TEXT SEGMENT —
####################

FELIX SAT CROSS-LEGGED next to his wife on the floor of a rented parlour-sized room that one could mistake for a Zumba studio. The hall was situated in an upscale area of Mae Sot, a city on the western edge of Thailand, near its border with Myanmar. Felix was not there to learn to dance. He was there to help other refugees from Myanmar, who come here to learn to bake bread and pick up other survival skills. The refugees had all come to Mae Sot after fleeing air strikes and forced military conscription back home.
The space was run by Heroes Assist Migrants, or HAM, a Myanmar citizens’ initiative that works with the refugee community in Thailand. HAM’s founder, Kaori, who asked to be identified by a single name, collaborates with leaders in the refugee community, such as Felix, to help others who have come to Mae Sot.
Felix, who also asked to be identified by just his first name, was once a general surgeon in Yangon, but that changed during the military coup in Myanmar in 2021 and the anti-military protests that followed. “I was detained for writing that the cause of a protester’s death was due to bullet injury in his death certificate,” he told me. This action led to his detention for four days after the coup. After his release, he joined the People’s Defence Forces, a conglomeration of armed civilian groups and ethnic armed organisations fighting the ruling military junta. Inspired by his late father, who had served in a similar armed group during an earlier spell of military rule in Myanmar, Felix signed up with the defence unit of the Karen National Union (KNU). He showed me his KNU identity card, which had a mugshot of him in fatigues. It was the only proof of identity he carried.
Felix was badly injured in action when he was struck by a 60-millimetre rocket, and he retired from the KNU in 2022. Since then, he has been helping others in Myanmar from his base in Mae Sot. He works as a doctor helping people in the civil disobedience movement – political workers as well as combatants – with medical aid and food supplies. “We must have helped over ninety human-rights defenders,” he said.

####################

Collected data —
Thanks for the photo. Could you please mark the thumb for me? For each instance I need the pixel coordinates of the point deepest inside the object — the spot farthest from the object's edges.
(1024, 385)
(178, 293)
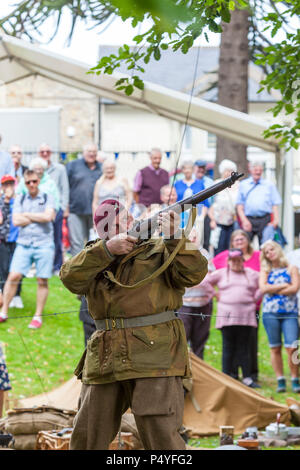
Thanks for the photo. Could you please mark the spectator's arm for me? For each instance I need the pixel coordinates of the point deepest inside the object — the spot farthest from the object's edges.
(137, 186)
(95, 197)
(65, 189)
(267, 288)
(41, 217)
(246, 224)
(275, 220)
(20, 220)
(293, 287)
(128, 193)
(211, 215)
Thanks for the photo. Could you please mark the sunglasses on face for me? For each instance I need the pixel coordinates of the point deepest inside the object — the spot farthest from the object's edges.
(31, 181)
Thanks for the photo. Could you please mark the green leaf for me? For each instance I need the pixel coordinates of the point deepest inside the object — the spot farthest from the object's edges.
(129, 90)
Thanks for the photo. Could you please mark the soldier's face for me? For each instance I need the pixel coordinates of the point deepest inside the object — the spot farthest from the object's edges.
(121, 224)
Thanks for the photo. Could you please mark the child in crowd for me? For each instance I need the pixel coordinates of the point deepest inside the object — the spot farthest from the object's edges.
(279, 282)
(4, 380)
(238, 292)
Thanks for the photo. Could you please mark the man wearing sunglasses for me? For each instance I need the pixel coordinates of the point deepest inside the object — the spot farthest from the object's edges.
(33, 213)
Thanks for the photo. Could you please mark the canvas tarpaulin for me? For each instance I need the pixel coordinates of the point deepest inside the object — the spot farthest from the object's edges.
(222, 400)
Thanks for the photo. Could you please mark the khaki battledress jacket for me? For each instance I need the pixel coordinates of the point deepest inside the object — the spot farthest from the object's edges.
(151, 351)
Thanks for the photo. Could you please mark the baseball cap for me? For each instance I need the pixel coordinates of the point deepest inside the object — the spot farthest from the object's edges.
(234, 253)
(8, 179)
(200, 163)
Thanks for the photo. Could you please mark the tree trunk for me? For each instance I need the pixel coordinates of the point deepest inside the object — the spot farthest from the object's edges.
(233, 82)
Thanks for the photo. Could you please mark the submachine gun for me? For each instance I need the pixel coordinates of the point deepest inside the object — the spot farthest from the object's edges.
(144, 229)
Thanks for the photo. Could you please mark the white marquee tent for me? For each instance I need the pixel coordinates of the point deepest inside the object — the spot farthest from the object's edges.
(20, 59)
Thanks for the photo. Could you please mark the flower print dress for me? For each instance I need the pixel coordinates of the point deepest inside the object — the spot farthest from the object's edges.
(276, 303)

####################

TASK REQUIREMENTS —
According to the text about refugees in Mae Sot, for how many days was Felix detained after the coup?

EXERCISE SOLUTION —
Four days.